(Entries drawn from a collection)
## BEGIN
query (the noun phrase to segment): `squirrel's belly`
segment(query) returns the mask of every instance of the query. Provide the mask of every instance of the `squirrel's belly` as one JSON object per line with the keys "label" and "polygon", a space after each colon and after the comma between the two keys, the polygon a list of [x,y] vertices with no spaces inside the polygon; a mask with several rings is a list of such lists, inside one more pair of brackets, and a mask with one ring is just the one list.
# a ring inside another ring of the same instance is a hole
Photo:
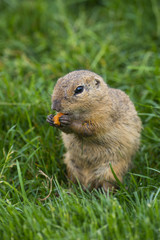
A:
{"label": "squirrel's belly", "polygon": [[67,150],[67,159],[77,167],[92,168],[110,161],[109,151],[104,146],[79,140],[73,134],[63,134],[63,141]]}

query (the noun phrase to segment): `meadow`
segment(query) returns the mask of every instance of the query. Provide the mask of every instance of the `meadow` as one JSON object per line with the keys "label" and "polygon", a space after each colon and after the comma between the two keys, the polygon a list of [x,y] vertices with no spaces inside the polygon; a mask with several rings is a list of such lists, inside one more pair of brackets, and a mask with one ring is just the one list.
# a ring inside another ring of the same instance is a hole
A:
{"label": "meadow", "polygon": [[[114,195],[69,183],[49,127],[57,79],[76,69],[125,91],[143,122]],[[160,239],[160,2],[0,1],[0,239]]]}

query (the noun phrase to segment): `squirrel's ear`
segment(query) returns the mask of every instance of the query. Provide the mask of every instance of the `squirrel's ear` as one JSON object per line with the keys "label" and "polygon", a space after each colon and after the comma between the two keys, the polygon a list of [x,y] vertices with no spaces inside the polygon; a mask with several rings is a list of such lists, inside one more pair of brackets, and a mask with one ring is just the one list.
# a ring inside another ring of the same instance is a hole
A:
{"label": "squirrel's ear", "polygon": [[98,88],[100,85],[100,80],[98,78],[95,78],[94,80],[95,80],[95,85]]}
## END
**Exercise**
Output every line of the entries above as a JSON list of strings, one string per line, with blank lines skipped and the picture omitted.

**Response to the exercise**
[
  "query (the noun phrase to segment): `squirrel's belly`",
  "segment(query) returns the mask of every instance of the query. Provide the mask of every instance of the `squirrel's belly` as one JSON object per line with the keys \"label\" and \"polygon\", a space after each colon and after the comma between the two keys, the polygon a list of [x,y] vertices with no spaces inside the polygon; a mask with several rings is a list of such lists, inside one more pair of brackets, and a mask with one ring is just the one list.",
  "# a ring inside another ring of the same instance is a hole",
  "Photo:",
  "A:",
  "{\"label\": \"squirrel's belly\", \"polygon\": [[67,150],[67,159],[77,167],[92,168],[110,161],[109,151],[104,146],[79,140],[73,134],[63,134],[63,141]]}",
  "query (the noun phrase to segment): `meadow`",
  "segment(query) returns the mask of every instance of the query. Provide the mask of every instance of the `meadow` as one JSON object per line with the keys \"label\" and \"polygon\", a space after each colon and after the comma between the two keys, the polygon a list of [x,y] vertices with no spaces inside the polygon; a mask with several rings is a list of such lists, inside one more pair of brackets, and a mask with one ring is just the one list.",
  "# a ring inside another ring of the same instance is a hole",
  "A:",
  "{\"label\": \"meadow\", \"polygon\": [[[114,195],[69,183],[49,127],[57,79],[76,69],[125,91],[143,122]],[[160,239],[160,2],[0,1],[0,239]]]}",
  "query (the noun phrase to segment): `squirrel's ear`",
  "segment(query) returns the mask of every instance of the query. Provide the mask of every instance of the `squirrel's ear` as one JSON object per line with the keys \"label\" and \"polygon\", a space after each colon and after the comma between the two keys, the polygon a list of [x,y] vertices with no spaces inside the polygon; a mask with several rings is a list of such lists, inside one more pair of brackets, and a mask with one ring is just the one list.",
  "# a ring inside another ring of the same instance is a hole",
  "A:",
  "{\"label\": \"squirrel's ear\", \"polygon\": [[98,88],[100,85],[100,80],[98,78],[95,78],[94,80],[95,80],[95,85]]}"
]